:: DATA SHOWN ::

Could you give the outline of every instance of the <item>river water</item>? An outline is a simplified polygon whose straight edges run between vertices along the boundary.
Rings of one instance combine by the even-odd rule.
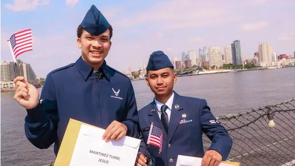
[[[295,98],[295,67],[178,77],[179,95],[205,99],[215,116],[239,113]],[[138,109],[153,94],[144,80],[132,82]],[[41,89],[39,89],[41,91]],[[0,166],[44,166],[54,162],[53,147],[40,150],[26,137],[26,110],[14,93],[0,94]]]

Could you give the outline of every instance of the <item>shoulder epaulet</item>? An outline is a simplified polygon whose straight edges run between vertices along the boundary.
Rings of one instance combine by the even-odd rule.
[[[68,65],[67,66],[62,66],[62,67],[59,67],[59,68],[58,68],[57,69],[55,69],[51,71],[49,73],[49,74],[52,74],[52,73],[55,73],[55,72],[56,72],[57,71],[60,71],[60,70],[62,70],[63,69],[66,69],[66,68],[68,68],[69,67],[71,67],[71,66],[73,66],[74,65],[75,65],[75,63],[70,64],[69,64],[69,65]]]
[[[122,72],[120,72],[120,71],[116,70],[116,69],[115,69],[115,68],[114,68],[113,67],[110,67],[109,66],[108,66],[108,67],[109,67],[109,68],[110,68],[110,69],[111,69],[111,70],[114,71],[115,72],[118,72],[119,74],[121,74],[121,75],[123,75],[123,76],[125,76],[126,77],[127,77],[127,78],[128,78],[128,79],[130,79],[130,78],[127,75],[124,74],[124,73],[123,73]]]

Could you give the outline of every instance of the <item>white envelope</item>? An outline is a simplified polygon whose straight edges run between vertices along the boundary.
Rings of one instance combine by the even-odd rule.
[[[141,140],[124,136],[106,142],[105,130],[82,125],[70,166],[134,166]]]
[[[202,158],[178,155],[176,166],[201,166],[202,164]],[[220,163],[218,166],[233,166],[233,165],[225,163]]]

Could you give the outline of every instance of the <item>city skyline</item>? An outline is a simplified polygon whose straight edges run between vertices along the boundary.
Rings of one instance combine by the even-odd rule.
[[[0,2],[0,17],[5,22],[0,27],[0,62],[12,60],[6,40],[18,31],[31,28],[33,50],[19,58],[30,64],[38,77],[44,77],[56,68],[74,63],[80,56],[76,30],[91,4],[97,2],[32,1]],[[295,51],[295,31],[291,21],[295,18],[295,2],[292,0],[125,0],[100,3],[97,7],[114,29],[112,46],[106,60],[120,71],[127,70],[128,65],[136,70],[141,60],[148,59],[154,51],[162,50],[170,59],[177,57],[179,60],[183,51],[186,54],[194,50],[198,57],[199,48],[204,46],[207,49],[221,47],[223,54],[224,48],[235,40],[240,41],[241,57],[249,59],[253,58],[259,44],[263,42],[270,43],[277,55],[293,55]],[[20,19],[20,16],[26,19]],[[20,21],[14,21],[16,18]]]

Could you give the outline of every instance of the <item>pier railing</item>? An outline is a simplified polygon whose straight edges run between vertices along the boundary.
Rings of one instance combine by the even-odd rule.
[[[240,166],[295,165],[295,98],[217,119],[233,138],[227,161]],[[203,142],[206,150],[211,141],[205,134]]]

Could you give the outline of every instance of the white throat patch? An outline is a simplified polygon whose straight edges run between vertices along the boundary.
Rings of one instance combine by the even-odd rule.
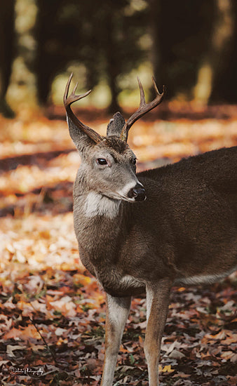
[[[90,192],[85,202],[85,212],[86,217],[104,215],[108,218],[114,218],[118,214],[121,200],[109,199],[105,196]]]

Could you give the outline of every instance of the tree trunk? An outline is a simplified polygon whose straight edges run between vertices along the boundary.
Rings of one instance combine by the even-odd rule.
[[[0,1],[0,113],[13,117],[5,97],[8,87],[13,56],[14,0]]]
[[[34,29],[37,16],[36,0],[16,0],[15,31],[16,57],[8,91],[13,110],[24,119],[39,112],[35,59],[36,41]]]
[[[201,63],[197,83],[194,89],[194,101],[201,105],[206,105],[211,96],[215,96],[214,85],[218,75],[223,73],[225,63],[229,62],[228,58],[233,46],[233,3],[231,0],[215,0],[215,20],[210,46],[205,58]],[[217,95],[221,97],[222,89],[219,87],[215,88],[216,96],[217,88]]]

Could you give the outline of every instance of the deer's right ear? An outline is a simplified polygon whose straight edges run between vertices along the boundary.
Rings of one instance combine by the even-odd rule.
[[[107,136],[116,135],[120,137],[122,128],[125,125],[125,119],[120,112],[116,112],[107,126]]]
[[[76,147],[79,152],[83,152],[83,149],[88,146],[99,143],[103,140],[103,137],[100,135],[94,130],[87,126],[76,118],[76,115],[72,112],[71,105],[76,100],[79,100],[87,96],[91,91],[88,91],[85,94],[76,95],[75,94],[77,84],[72,91],[72,93],[68,96],[70,83],[72,78],[71,74],[65,88],[63,102],[67,113],[67,121],[69,129],[71,138],[74,142]]]
[[[74,123],[67,114],[67,122],[69,130],[70,137],[80,153],[83,154],[88,147],[95,144],[87,134],[80,130],[80,128]]]

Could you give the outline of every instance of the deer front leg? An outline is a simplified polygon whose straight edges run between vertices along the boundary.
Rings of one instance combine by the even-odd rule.
[[[105,359],[101,386],[111,386],[131,298],[106,295]]]
[[[158,361],[161,338],[169,305],[172,281],[163,279],[147,286],[147,325],[144,353],[148,366],[149,386],[158,385]]]

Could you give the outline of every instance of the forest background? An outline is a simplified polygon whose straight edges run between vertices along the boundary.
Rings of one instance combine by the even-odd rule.
[[[80,159],[62,95],[101,134],[139,104],[136,77],[165,101],[128,142],[138,171],[237,144],[235,0],[0,0],[1,385],[97,385],[104,294],[85,271],[72,222]],[[174,288],[161,385],[236,385],[236,276]],[[143,385],[145,299],[133,300],[118,384]]]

:::

THE TASK
Beginning at the line containing "Could you give the outline of every instance of the forest" and continuing through the end of the records, rewrite those lines with "forest background" changed to "woodland backdrop" and everything else left unchanged.

REPLY
Could you give the outline of every instance of the woodland backdrop? An outline is a simplified polygon whose straight edges run between vertices along the boundary.
Rings of one instance combine by the even-odd rule.
[[[80,159],[62,95],[101,134],[139,104],[136,77],[165,101],[128,142],[138,171],[237,144],[235,0],[0,0],[1,385],[97,385],[104,294],[85,271],[72,222]],[[174,288],[161,385],[236,385],[236,276]],[[143,385],[145,299],[133,300],[118,384]]]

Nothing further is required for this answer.